[Rows taken from a pointing dataset]
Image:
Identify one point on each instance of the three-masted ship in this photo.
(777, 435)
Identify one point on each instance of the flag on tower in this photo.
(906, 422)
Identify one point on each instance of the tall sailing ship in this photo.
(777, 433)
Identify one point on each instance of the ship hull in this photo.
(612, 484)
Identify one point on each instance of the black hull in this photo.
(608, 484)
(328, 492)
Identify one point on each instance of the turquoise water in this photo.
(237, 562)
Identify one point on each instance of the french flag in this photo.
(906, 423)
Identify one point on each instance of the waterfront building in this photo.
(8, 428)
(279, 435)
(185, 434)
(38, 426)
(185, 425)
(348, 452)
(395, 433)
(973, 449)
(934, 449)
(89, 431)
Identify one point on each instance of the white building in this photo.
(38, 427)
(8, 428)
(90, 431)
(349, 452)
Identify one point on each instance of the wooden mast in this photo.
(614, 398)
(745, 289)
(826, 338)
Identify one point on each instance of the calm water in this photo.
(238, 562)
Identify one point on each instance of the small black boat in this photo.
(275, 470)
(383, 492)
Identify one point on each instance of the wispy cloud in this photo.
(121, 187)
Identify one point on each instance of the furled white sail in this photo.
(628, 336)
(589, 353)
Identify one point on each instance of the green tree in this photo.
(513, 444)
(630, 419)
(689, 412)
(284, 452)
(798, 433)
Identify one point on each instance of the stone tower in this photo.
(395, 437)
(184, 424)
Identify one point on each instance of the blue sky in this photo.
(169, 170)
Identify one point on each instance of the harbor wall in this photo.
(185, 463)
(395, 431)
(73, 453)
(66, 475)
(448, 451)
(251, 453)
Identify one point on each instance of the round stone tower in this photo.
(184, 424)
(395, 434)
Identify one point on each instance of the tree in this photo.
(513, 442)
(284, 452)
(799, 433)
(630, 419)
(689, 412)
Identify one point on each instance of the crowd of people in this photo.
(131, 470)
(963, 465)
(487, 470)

# EXERCISE PROMPT:
Would you copy out all of the material above line for line, with no changes?

# SOLUTION TO THIS PROBLEM:
Image:
Identify one point on each instance of the three-masted ship in this photo.
(777, 435)
Identify one point on each instance of the flag on tower in this photo.
(906, 422)
Identify one point on each instance of the tall sailing ship in this photo.
(777, 433)
Identify one point on each instance of the ship hull in this photo.
(612, 484)
Identify one point on each instance of the black hull in this photo.
(608, 484)
(328, 492)
Identify one point on each instance of the turquoise water in this photo.
(237, 562)
Identify one point on each instance of the french flag in this photo.
(906, 423)
Identify one point on each instance of the waterfront building in this photo.
(8, 428)
(279, 435)
(185, 434)
(38, 426)
(185, 425)
(348, 452)
(395, 433)
(973, 449)
(934, 449)
(89, 431)
Identify one point on each instance of the white building in this photo.
(38, 427)
(8, 428)
(90, 431)
(349, 452)
Identify one point on each instance of the wooden mast in this photo.
(614, 398)
(745, 289)
(826, 338)
Identify one point on each instance of the calm water in this photo.
(238, 562)
Identify one point on each instance of the small black boat in this photo.
(275, 470)
(383, 492)
Identify one point on each instance of the wispy cloud in this photo.
(121, 187)
Identify one point on each instance of the furled white sail in this photo.
(628, 336)
(589, 353)
Identify one point on each instance of the green tree in this photo.
(513, 444)
(630, 419)
(689, 412)
(284, 452)
(798, 433)
Identify one point on each instance of the stone tower in this photo.
(395, 437)
(184, 424)
Identify one point on each instance of the blue sky in this photo.
(169, 170)
Identify one point on each instance of the harbor wall in this photo.
(185, 463)
(395, 431)
(73, 453)
(66, 475)
(448, 451)
(251, 453)
Identify one point on each instance of the round stone tower in this photo.
(184, 424)
(395, 434)
Identify one point on each instance of the tree in this photo.
(513, 442)
(284, 452)
(799, 433)
(630, 419)
(689, 412)
Identify one point on each instance of the crowd of people in this photo.
(131, 470)
(963, 465)
(487, 470)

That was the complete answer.